DOCUMENT PASSAGE:
** Begin **

In machine learning, support vector machines (SVM) are supervised learning models with associated learning algorithms that analyze data used for classification and regression analysis. Given a set of training examples, each is marked as belonging to one or the other of two categories, an SVM training algorithm builds a model that assigns new examples to one category or the other, making it a non-probabilistic binary linear classifier. An SVM model is a representation of the examples as points in space, mapped so that the examples of the separate categories are divided by a clear gap that is as wide as possible. New examples are then mapped into that same space and are predicted to belong to a category based on which side of the gap they fall.

In addition to performing linear classification, SVMs can efficiently perform a non-linear classification using what is called the kernel trick, implicitly mapping their inputs into high-dimensional feature spaces.

In this project, Harp won’t touch the core code base of computing SVM. It will use LibSVM, which is an open source library and does parallel around LibSVM. And it is developed at the National Taiwan University and written in C++ with other programming languages’ APIs. LibSVM implements the SMO algorithm for kernelized support vector machines (SVMs), supporting classification and regression.

METHOD

The Harp based SVM algorithm works as follows:

  1. The training set of the algorithm is split into subsets.

  2. Each node trains sub dataset locally via LibSVM’s API.

  3. Allgather support vectors to global.

  4. Each node combines its training data and the global support vectors.

  5. Repeat Step 2 to 4 until support vectors don’t change any more.

The source code can be found in Harp GitHub repository by click Harp SVM.

Step 0 — Data preprocessing

Harp SVM will follow LibSVM’s data format. Each data point in a file is represented by a line of the format <label> [<fid>:<feature>]:

  • <label> which is 1 or -1
  • <fid> is a positive feature id
  • <feature> is the feature value

After preprocessing, push the data set into HDFS by the following commands.

** End **

Please answer these questions from the SVM text:
(a) At which university was LibSVM developed?
(b) What values can <label> take in the data format?
(c) When do steps 2 to 4 of the Harp SVM method stop being repeated?
The material that comes next is separate from the SVM text.

DATA PROVIDED:
** Begin **

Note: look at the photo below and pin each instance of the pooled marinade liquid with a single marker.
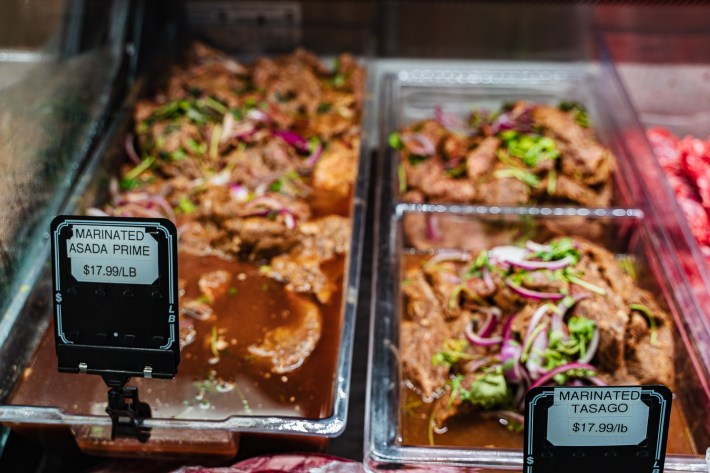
(239, 383)
(486, 431)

** End **

TASK ANSWER:
(a) The National Taiwan University.
(b) 1 or -1.
(c) When the support vectors don't change any more.